Recombinant canine coronaviruses related to transmissible gastroenteritis virus of Swine are circulating in dogs

Abstract

Four canine coronavirus type II (CCoV-II) strains were identified in the guts and internal organs of pups which had died of acute gastroenteritis. The CCoV-II strains were strictly related to porcine transmissible gastroenteritis virus (TGEV) in the N-terminal domain of the spike protein, whereas in the other parts of the genome, a higher genetic relatedness to recent CCoV-II isolates was observed. Experimental infection of dogs with a TGEV-like isolate induced mild gastroenteritis without any systemic involvement. By virus neutralization tests, antigenic differences between reference and TGEV-like CCoVs were found. Our data support the potential recombinant origin of the TGEV-like CCoVs.

FIG. 1.

[Exercise] In the abstract on recombinant canine coronaviruses, what did experimental infection of dogs with a TGEV-like isolate induce? The records have nothing to do with the text.

[Extracted entries]
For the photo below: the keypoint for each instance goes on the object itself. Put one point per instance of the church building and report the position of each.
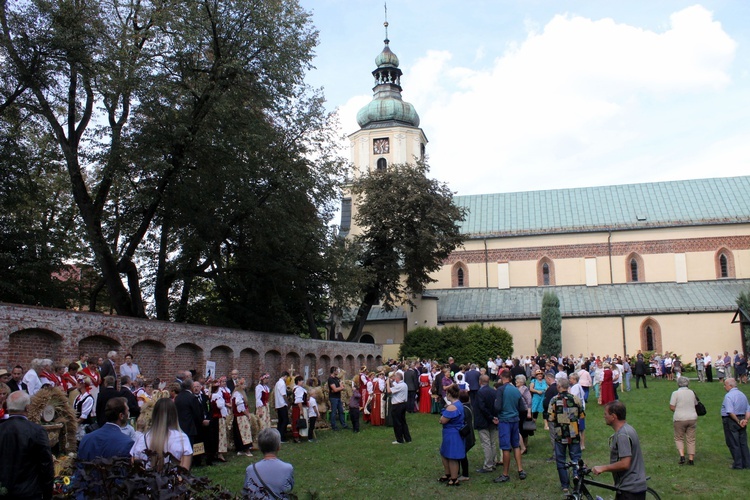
(653, 266)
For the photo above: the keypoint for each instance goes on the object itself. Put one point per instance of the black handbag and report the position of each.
(465, 430)
(700, 409)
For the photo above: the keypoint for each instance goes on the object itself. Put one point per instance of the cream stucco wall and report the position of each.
(657, 267)
(684, 334)
(404, 144)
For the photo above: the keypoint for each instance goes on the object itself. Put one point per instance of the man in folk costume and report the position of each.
(363, 383)
(262, 395)
(31, 378)
(377, 417)
(241, 431)
(92, 372)
(47, 374)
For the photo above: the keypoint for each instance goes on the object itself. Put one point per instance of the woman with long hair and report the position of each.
(452, 448)
(607, 392)
(163, 439)
(377, 415)
(425, 385)
(241, 431)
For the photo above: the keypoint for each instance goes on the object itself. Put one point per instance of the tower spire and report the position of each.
(385, 7)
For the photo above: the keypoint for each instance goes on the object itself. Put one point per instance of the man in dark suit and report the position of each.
(411, 377)
(203, 403)
(189, 412)
(485, 424)
(26, 469)
(472, 379)
(108, 366)
(232, 380)
(108, 441)
(126, 391)
(107, 393)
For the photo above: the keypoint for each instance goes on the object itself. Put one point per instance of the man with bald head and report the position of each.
(735, 413)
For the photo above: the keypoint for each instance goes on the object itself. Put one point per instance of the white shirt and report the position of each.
(259, 390)
(32, 381)
(577, 390)
(312, 407)
(238, 402)
(279, 394)
(218, 398)
(299, 394)
(131, 371)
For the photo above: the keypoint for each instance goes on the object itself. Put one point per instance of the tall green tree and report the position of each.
(193, 151)
(551, 344)
(410, 225)
(743, 302)
(38, 230)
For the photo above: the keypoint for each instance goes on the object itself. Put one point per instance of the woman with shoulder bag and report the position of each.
(452, 448)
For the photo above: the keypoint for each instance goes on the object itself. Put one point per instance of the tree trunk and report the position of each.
(371, 297)
(310, 317)
(161, 287)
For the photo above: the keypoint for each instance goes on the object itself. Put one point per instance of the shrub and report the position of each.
(474, 344)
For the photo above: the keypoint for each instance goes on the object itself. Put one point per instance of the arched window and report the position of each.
(459, 275)
(724, 260)
(634, 271)
(545, 272)
(651, 335)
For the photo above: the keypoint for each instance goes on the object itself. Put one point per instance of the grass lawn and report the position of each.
(367, 465)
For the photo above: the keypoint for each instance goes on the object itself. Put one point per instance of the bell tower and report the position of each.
(389, 130)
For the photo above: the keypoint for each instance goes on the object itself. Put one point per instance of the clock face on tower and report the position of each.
(381, 146)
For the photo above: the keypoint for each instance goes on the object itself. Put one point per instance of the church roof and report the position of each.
(629, 206)
(492, 304)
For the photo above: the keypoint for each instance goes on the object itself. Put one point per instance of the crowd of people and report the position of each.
(108, 399)
(500, 402)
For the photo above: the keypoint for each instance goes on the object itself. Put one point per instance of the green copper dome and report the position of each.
(387, 104)
(386, 58)
(388, 109)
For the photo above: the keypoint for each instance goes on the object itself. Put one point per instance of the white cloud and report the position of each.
(576, 99)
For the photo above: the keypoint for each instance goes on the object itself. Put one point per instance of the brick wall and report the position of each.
(161, 348)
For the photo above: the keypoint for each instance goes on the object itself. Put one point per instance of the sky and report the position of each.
(523, 95)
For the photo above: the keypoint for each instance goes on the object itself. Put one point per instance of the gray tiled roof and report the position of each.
(490, 304)
(657, 204)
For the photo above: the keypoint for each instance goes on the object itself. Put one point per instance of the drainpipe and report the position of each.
(486, 265)
(609, 245)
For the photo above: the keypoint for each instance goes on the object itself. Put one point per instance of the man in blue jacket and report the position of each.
(472, 378)
(508, 405)
(486, 423)
(109, 440)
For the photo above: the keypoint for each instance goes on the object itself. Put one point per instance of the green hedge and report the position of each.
(473, 344)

[Solved problem] Mild gastroenteritis without any systemic involvement.